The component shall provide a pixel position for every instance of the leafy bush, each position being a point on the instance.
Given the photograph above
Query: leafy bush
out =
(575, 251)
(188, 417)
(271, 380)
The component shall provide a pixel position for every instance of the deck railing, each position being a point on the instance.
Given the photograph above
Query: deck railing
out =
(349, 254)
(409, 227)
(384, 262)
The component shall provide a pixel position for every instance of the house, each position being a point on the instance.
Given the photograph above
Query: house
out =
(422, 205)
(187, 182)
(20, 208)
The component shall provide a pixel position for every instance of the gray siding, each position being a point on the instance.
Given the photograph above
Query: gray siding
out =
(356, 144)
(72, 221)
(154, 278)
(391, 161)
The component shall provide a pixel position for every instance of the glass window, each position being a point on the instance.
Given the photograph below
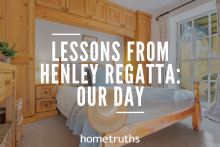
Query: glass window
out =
(186, 31)
(201, 48)
(198, 60)
(201, 27)
(186, 50)
(214, 23)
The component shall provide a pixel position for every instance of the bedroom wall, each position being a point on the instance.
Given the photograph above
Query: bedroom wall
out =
(186, 12)
(44, 38)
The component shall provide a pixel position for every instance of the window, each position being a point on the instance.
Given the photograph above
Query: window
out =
(197, 55)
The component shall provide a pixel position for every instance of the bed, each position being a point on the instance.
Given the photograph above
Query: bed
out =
(162, 107)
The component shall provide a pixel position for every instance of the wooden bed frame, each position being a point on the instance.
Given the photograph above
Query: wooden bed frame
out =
(148, 127)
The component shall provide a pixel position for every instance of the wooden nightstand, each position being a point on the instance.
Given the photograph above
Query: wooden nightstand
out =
(45, 100)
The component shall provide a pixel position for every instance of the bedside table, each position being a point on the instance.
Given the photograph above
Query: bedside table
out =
(45, 100)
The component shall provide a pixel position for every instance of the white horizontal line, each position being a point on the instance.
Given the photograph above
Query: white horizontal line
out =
(64, 34)
(129, 112)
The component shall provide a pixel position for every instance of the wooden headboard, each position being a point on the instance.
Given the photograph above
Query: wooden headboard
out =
(60, 62)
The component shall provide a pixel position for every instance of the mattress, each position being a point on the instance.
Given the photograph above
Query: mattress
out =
(156, 102)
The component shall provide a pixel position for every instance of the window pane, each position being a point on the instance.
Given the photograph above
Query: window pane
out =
(185, 70)
(185, 85)
(202, 48)
(201, 27)
(186, 50)
(214, 65)
(186, 31)
(212, 94)
(215, 50)
(200, 69)
(203, 91)
(214, 23)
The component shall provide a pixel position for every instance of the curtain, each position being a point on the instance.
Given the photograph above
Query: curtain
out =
(213, 112)
(164, 36)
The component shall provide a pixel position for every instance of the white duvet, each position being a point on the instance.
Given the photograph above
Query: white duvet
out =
(156, 102)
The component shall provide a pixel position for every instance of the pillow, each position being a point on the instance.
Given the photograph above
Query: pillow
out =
(78, 76)
(100, 77)
(114, 76)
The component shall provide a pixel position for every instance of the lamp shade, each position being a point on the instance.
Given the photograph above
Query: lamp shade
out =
(39, 65)
(122, 69)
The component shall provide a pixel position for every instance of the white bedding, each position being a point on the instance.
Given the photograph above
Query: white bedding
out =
(156, 102)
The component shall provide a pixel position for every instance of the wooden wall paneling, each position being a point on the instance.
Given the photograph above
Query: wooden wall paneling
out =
(21, 21)
(53, 15)
(3, 20)
(129, 20)
(114, 15)
(117, 6)
(98, 10)
(78, 7)
(55, 4)
(133, 56)
(143, 34)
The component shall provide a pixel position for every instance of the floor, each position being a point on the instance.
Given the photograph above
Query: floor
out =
(52, 132)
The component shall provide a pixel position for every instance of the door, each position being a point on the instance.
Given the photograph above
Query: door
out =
(144, 35)
(98, 10)
(20, 31)
(55, 4)
(129, 20)
(114, 15)
(78, 7)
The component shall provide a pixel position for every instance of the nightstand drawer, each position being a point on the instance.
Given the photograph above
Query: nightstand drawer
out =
(43, 105)
(45, 91)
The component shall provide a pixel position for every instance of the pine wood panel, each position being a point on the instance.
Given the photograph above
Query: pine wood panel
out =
(82, 22)
(9, 95)
(78, 7)
(55, 4)
(98, 10)
(144, 35)
(45, 91)
(118, 6)
(3, 20)
(114, 15)
(133, 55)
(129, 20)
(21, 29)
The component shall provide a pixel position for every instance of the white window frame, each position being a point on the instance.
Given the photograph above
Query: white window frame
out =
(204, 104)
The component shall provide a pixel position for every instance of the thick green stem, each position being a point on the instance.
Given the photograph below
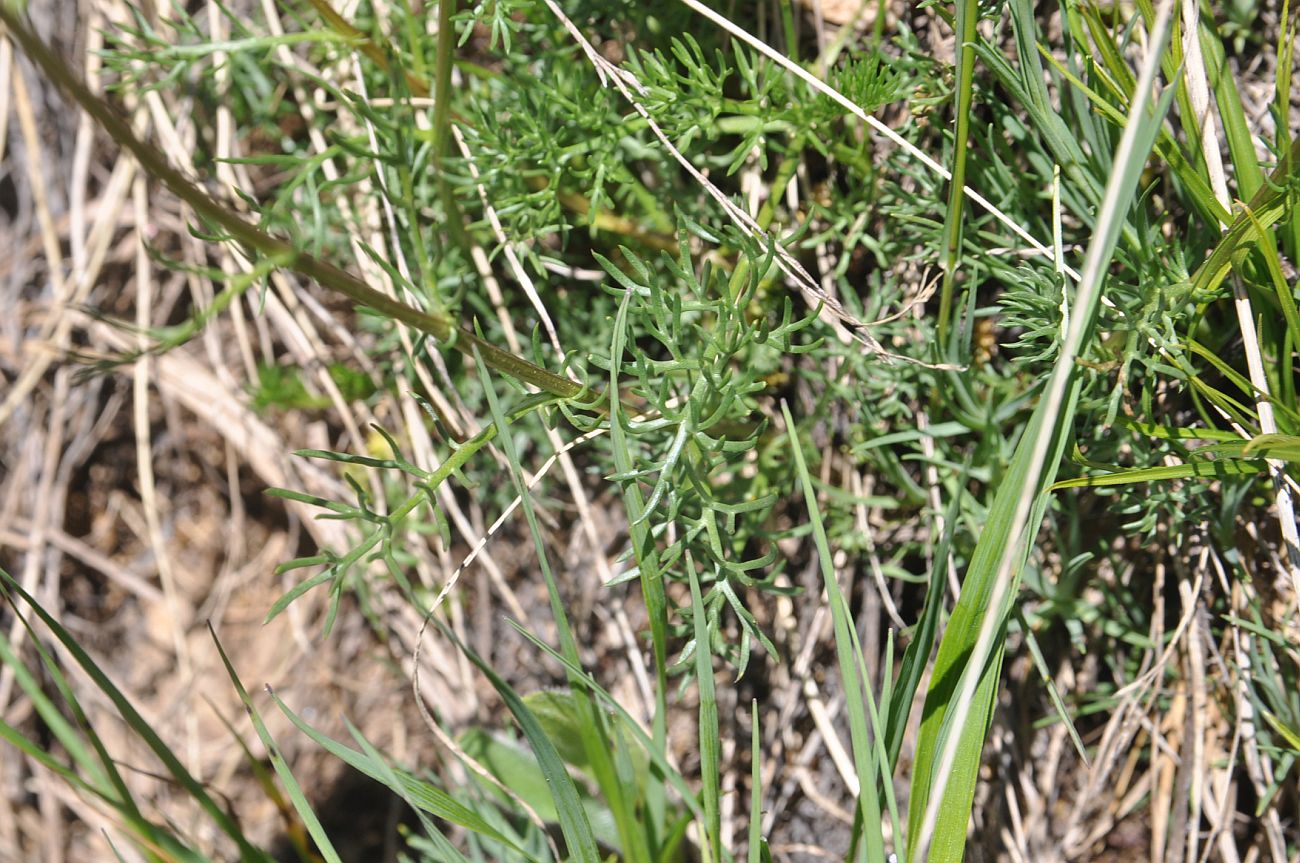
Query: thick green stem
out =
(268, 246)
(967, 13)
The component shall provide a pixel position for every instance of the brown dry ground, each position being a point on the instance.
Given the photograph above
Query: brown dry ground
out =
(131, 504)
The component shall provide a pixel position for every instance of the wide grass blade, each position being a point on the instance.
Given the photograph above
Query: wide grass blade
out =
(960, 703)
(135, 721)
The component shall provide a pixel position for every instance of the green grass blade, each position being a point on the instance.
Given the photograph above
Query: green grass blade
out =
(419, 793)
(568, 806)
(139, 727)
(291, 788)
(709, 742)
(960, 703)
(390, 780)
(854, 702)
(590, 727)
(967, 16)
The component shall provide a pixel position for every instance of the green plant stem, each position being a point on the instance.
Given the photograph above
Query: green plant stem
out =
(967, 14)
(276, 248)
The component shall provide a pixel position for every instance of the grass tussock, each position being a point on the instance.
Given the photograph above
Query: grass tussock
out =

☆ ☆ ☆ ☆ ☆

Instructions for the task – Word for word, copy every line of the data, excluding any pictures.

Answer box –
The component shall provide a pixel position for every instance of the leafy bush, each position being a point on the instance.
Given the photograph above
Query: leafy bush
out =
(575, 251)
(188, 417)
(271, 380)
The component shall provide a pixel position for every instance of the deck railing, each position being a point on the instance.
Given the photograph above
Query: deck railing
out =
(349, 254)
(409, 227)
(384, 262)
The component shall provide a pixel position for every instance of the house, each position being a point on the instance.
Given the photograph above
Query: house
out =
(422, 205)
(187, 182)
(20, 208)
The component shall provide a pixel position for every instance of the gray siding, each position being a point on the instance.
Given the photograph above
Query: gray siding
out =
(356, 144)
(72, 221)
(154, 278)
(391, 161)
The component shall provide a pixel position for every instance of the glass window, each position being a point on the instance.
Given the photograph below
Query: glass window
out =
(186, 31)
(201, 48)
(198, 60)
(201, 27)
(186, 50)
(214, 23)
The component shall provide a pixel position for every instance of the bedroom wall, each position being a point on the instance.
Given the photograph above
Query: bedroom wall
out =
(186, 12)
(44, 38)
The component shall provide a pixel position for every instance of the window, each position being a point on the instance.
Given the photograph above
Query: window
out =
(197, 55)
The component shall provide a pixel position for every instance of the bed, each position being a point on the instance.
Given the photograph above
Query: bed
out =
(162, 107)
The component shall provide a pixel position for every instance of the wooden bed frame, each position being a point on the instance.
Given the photograph above
Query: wooden bed frame
out =
(148, 127)
The component shall provide a pixel position for every instance of the wooden nightstand, each position being a point on the instance.
Given the photograph above
Query: wooden nightstand
out =
(45, 100)
The component shall provide a pixel position for every instance of the bedside table, each position being a point on the instance.
Given the photograph above
Query: bedside table
out =
(45, 100)
The component shall provide a pixel position for every instance of the white horizontal line, each position being a point on the instance.
Given the photograph above
Query: white horizontal line
out =
(64, 34)
(129, 112)
The component shall provide a pixel position for every instance of the wooden headboard, each position being a point on the instance.
Given the photograph above
Query: wooden headboard
out =
(60, 62)
The component shall provide a pixel position for every instance of the mattress, each position being a point on the instance.
Given the photograph above
Query: mattress
out =
(156, 102)
The component shall provide a pixel position for every instance of the window pane, each position being a point on the instance.
Given the photograph above
Query: window pane
out =
(185, 70)
(185, 85)
(202, 48)
(201, 27)
(186, 50)
(214, 65)
(186, 31)
(212, 94)
(215, 50)
(200, 69)
(203, 91)
(214, 23)
The component shall provide a pixel position for every instance of the curtain, each position being a point on the instance.
Given the photograph above
Query: curtain
out =
(213, 112)
(164, 36)
The component shall provide a pixel position for every instance of the white duvet, each position being a point on the instance.
Given the photograph above
Query: white duvet
out =
(156, 102)
The component shall provide a pixel position for every instance of the pillow, each position being a point on the instance.
Given the photograph above
Query: pillow
out =
(78, 76)
(100, 77)
(114, 76)
The component shall provide a pixel position for every instance of the lamp shade, each position being a point on the instance.
Given the photograph above
Query: lamp shade
out =
(39, 65)
(122, 69)
The component shall provide a pixel position for every instance of the white bedding, each position being a point on the instance.
Given the photograph above
Query: white bedding
out =
(156, 102)
The component shall provide a pixel position for every instance of the wooden wall paneling, each position being a point on the instance.
Given the photograph above
Query: wooden wall paneling
out =
(21, 21)
(53, 15)
(3, 20)
(129, 20)
(114, 15)
(117, 6)
(98, 10)
(78, 7)
(55, 4)
(133, 56)
(143, 34)
The component shall provide a pixel position for every instance of the floor, each position being a point on the instance.
Given the photograph above
Query: floor
out =
(52, 132)
The component shall provide a pixel position for every instance of the door, each position being a point on the instance.
Given the photograph above
Query: door
out =
(144, 35)
(98, 10)
(20, 31)
(55, 4)
(129, 20)
(114, 15)
(78, 7)
The component shall provide a pixel position for every instance of the nightstand drawer, each position being a point on the instance.
Given the photograph above
Query: nightstand drawer
out =
(43, 105)
(45, 91)
The component shall provide a pixel position for every instance of the pine wood panel, each position being a point on the instance.
Given the photograph above
Query: pine wood panel
out =
(82, 22)
(9, 95)
(78, 7)
(55, 4)
(98, 10)
(144, 35)
(45, 91)
(118, 6)
(3, 20)
(114, 15)
(133, 55)
(129, 20)
(21, 29)
The component shall provide a pixel position for every instance of the white window frame, each position being a point on the instance.
Given the photograph above
Query: white window frame
out =
(204, 104)
The component shall provide a pixel position for every instance of the thick green stem, each position being a point on the instance.
Given the photograph below
Query: thick green stem
out =
(268, 246)
(967, 13)
The component shall provide a pixel position for every instance of the brown dry ground, each position being a point on the instance.
Given the photograph above
Query: brown dry ground
out =
(131, 504)
The component shall provide a pixel position for every instance of the wide grass blade, each position being a point on the instance.
Given the photograph above
Query: wide grass blade
out =
(960, 703)
(135, 721)
The component shall provide a pixel position for every instance of the green grass blade, each position being a point on the instance.
Given the photograph above
Query: green grass blade
out =
(419, 793)
(568, 806)
(139, 727)
(291, 788)
(709, 742)
(960, 703)
(390, 780)
(854, 702)
(590, 727)
(967, 16)
The component shall provide a pixel position for every instance of the green plant stem, each position being a point on the instance.
Given the photograph above
Query: green plant stem
out =
(967, 14)
(276, 248)
The component shall provide a pixel position for every instance of the grass tussock, each position being a point on the instance.
Given the photograph above
Query: grass tussock
out =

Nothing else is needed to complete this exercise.